**Your objective**
Copy the records word for word, starting at the line that contains "Point out every instance of the black backpack" and ending at the last line of the records.

**Data extract**
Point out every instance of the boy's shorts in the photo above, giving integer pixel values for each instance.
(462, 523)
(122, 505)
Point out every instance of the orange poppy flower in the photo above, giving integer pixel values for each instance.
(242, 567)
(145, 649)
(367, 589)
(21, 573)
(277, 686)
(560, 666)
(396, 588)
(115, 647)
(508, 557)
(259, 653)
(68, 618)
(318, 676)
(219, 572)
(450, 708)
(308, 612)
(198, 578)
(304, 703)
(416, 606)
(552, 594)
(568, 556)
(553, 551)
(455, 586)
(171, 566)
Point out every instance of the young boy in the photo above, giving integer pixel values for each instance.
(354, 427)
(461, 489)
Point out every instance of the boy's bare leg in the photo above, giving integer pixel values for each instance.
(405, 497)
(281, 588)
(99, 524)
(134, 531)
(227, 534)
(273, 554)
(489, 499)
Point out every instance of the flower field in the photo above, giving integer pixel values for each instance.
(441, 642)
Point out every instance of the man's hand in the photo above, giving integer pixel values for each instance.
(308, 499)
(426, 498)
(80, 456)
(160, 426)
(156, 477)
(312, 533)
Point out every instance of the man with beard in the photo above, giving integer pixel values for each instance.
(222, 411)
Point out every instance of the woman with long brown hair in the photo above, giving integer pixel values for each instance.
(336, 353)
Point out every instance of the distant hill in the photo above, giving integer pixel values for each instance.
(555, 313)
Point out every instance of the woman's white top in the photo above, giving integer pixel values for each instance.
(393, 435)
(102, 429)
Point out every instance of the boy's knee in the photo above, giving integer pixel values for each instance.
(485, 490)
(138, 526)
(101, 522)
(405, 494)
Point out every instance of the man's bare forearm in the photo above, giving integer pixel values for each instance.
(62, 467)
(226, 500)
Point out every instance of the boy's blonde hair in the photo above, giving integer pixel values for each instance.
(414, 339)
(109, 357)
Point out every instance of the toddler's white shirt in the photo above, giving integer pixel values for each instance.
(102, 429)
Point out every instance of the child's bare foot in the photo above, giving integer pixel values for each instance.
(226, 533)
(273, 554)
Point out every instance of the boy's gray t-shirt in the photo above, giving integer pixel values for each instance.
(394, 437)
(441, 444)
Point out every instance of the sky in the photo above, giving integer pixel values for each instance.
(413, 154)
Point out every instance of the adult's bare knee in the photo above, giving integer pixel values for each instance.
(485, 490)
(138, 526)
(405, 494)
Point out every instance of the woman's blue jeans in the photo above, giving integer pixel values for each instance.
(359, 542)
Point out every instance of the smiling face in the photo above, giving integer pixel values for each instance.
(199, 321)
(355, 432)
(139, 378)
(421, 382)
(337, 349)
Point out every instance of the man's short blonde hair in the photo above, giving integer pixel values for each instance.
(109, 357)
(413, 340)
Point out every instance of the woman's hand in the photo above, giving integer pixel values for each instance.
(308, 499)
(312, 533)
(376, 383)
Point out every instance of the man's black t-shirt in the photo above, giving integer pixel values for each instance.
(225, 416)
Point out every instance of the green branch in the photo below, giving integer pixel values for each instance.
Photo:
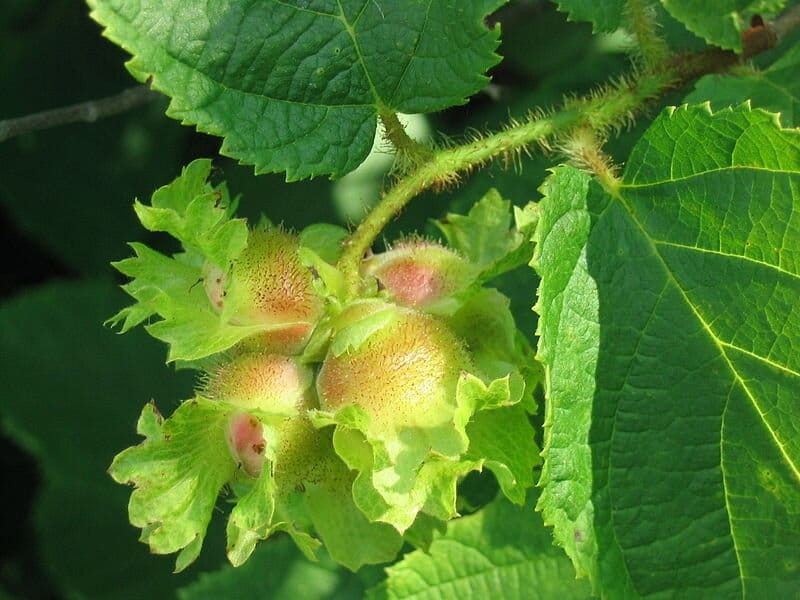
(609, 108)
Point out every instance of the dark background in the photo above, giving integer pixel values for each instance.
(72, 389)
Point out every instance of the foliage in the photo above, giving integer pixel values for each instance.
(351, 402)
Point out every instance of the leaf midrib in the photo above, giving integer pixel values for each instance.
(720, 344)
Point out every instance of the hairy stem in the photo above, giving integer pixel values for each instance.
(641, 20)
(86, 112)
(609, 108)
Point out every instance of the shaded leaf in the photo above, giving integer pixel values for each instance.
(78, 390)
(605, 15)
(297, 87)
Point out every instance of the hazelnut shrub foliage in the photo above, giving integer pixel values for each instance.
(352, 395)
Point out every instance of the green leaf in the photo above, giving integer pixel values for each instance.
(605, 15)
(76, 390)
(339, 522)
(776, 89)
(325, 240)
(502, 549)
(720, 22)
(276, 571)
(197, 215)
(486, 237)
(297, 87)
(178, 472)
(406, 470)
(668, 329)
(504, 439)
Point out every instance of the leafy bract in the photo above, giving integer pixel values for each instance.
(669, 327)
(74, 392)
(776, 89)
(298, 86)
(276, 571)
(486, 236)
(199, 216)
(178, 472)
(720, 22)
(411, 469)
(605, 15)
(502, 549)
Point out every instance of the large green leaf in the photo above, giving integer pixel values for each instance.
(776, 89)
(73, 390)
(720, 22)
(503, 550)
(669, 329)
(297, 86)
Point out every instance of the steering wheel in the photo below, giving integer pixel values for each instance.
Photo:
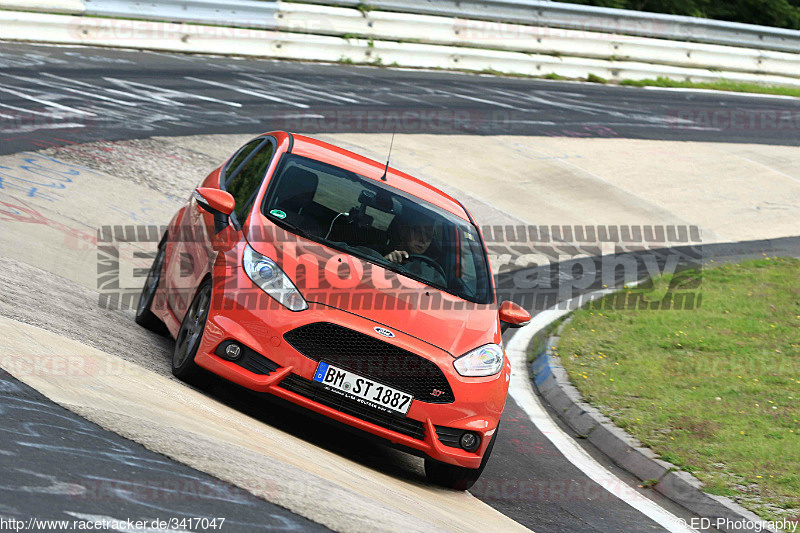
(435, 264)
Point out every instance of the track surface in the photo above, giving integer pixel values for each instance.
(58, 466)
(54, 96)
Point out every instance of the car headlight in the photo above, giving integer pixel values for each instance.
(484, 361)
(268, 275)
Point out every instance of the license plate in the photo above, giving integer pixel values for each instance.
(363, 390)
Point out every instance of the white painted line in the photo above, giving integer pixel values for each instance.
(28, 129)
(305, 87)
(720, 93)
(248, 91)
(45, 102)
(522, 392)
(480, 100)
(29, 111)
(121, 525)
(71, 90)
(762, 165)
(162, 95)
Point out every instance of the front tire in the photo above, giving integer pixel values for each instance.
(457, 477)
(144, 315)
(190, 336)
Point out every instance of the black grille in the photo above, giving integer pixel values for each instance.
(373, 358)
(315, 392)
(251, 360)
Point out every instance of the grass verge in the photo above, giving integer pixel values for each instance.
(722, 85)
(715, 390)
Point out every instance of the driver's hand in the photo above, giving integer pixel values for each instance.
(398, 256)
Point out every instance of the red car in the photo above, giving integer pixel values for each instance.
(306, 271)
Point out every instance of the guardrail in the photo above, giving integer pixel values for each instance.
(331, 33)
(591, 18)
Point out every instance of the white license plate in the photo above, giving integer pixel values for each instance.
(362, 389)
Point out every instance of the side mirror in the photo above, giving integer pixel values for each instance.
(217, 202)
(513, 316)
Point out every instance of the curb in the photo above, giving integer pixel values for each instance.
(553, 384)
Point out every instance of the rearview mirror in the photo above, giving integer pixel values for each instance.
(217, 202)
(513, 316)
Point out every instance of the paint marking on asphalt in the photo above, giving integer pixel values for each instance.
(762, 165)
(523, 394)
(45, 102)
(250, 92)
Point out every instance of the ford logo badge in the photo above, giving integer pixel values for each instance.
(383, 331)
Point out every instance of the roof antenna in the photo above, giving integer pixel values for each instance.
(386, 171)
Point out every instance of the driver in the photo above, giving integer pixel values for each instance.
(410, 239)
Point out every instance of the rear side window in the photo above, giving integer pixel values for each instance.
(238, 159)
(245, 174)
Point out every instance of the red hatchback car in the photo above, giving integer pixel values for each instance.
(306, 271)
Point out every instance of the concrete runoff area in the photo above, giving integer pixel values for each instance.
(54, 202)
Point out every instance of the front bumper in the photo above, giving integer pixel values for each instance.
(286, 373)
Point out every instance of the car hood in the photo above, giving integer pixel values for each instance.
(329, 277)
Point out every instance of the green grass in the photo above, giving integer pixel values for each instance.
(715, 390)
(594, 78)
(722, 85)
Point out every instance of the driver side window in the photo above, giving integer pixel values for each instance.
(245, 173)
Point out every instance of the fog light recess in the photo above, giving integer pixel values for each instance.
(470, 441)
(232, 352)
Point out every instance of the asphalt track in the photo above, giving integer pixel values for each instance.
(58, 95)
(55, 96)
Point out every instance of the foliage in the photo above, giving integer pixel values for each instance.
(778, 13)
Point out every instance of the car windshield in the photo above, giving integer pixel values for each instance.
(379, 224)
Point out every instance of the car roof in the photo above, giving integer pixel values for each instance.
(334, 155)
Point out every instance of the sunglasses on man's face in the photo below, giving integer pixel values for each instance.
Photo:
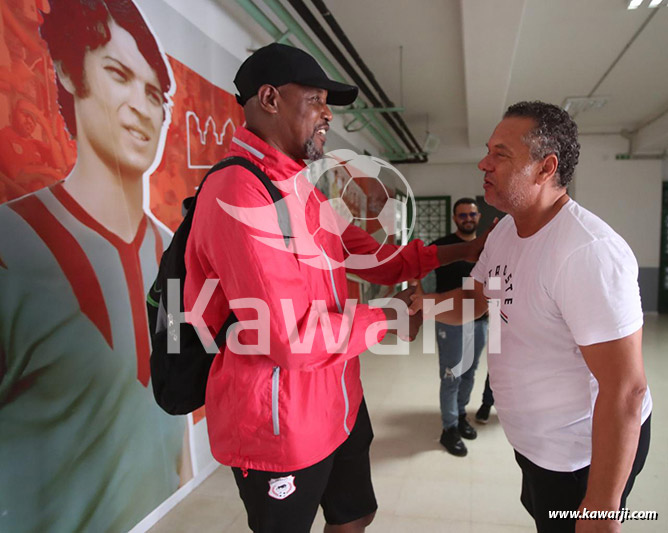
(464, 216)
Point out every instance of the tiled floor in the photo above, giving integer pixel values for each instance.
(421, 488)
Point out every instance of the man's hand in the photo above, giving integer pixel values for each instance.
(414, 321)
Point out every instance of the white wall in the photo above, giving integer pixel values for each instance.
(626, 194)
(456, 180)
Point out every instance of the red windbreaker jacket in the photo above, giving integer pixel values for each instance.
(276, 406)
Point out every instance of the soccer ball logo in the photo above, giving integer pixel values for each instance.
(348, 180)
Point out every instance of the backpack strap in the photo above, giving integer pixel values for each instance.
(276, 196)
(281, 211)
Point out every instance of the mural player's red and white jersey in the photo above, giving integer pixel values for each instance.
(75, 398)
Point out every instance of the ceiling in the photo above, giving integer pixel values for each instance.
(465, 61)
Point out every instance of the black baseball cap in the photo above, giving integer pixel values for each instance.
(278, 64)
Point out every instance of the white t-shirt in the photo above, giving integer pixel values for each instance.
(572, 283)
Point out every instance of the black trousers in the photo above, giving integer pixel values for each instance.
(546, 490)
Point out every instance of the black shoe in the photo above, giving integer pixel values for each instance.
(466, 430)
(482, 416)
(451, 441)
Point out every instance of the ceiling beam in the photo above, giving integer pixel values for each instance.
(490, 32)
(652, 138)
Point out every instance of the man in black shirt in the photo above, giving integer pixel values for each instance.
(459, 346)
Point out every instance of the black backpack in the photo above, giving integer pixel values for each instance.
(179, 379)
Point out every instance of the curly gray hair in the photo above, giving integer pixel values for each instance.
(555, 133)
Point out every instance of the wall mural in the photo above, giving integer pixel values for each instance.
(87, 94)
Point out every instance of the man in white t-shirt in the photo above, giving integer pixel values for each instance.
(568, 379)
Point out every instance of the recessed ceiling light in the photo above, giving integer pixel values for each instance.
(579, 104)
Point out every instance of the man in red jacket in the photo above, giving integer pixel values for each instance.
(291, 422)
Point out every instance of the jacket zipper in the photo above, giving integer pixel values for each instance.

**Exercise answer**
Point out every instance of the black backpack in the photo above, giving integer pixel values for each instance.
(179, 379)
Point out every instance of the curly gray hair in the photo above, giving integer pixel values for each instance.
(555, 133)
Point out every instance of the wall mural in the photo above, giving integer pixel values for each instance.
(87, 94)
Point out every instance of the man in white t-shirt in the photo above, giving integer pixel values for each instance.
(568, 379)
Point out every instance of the recessed ceiling light in the photo above, giving integer pixel values for each instance.
(579, 104)
Point out every instance of the man in red jacket in the photo above, giving integer pixel values for each instance.
(291, 422)
Point out every instance of the jacket zipper in the photo above, giving integer pixel values for each instance.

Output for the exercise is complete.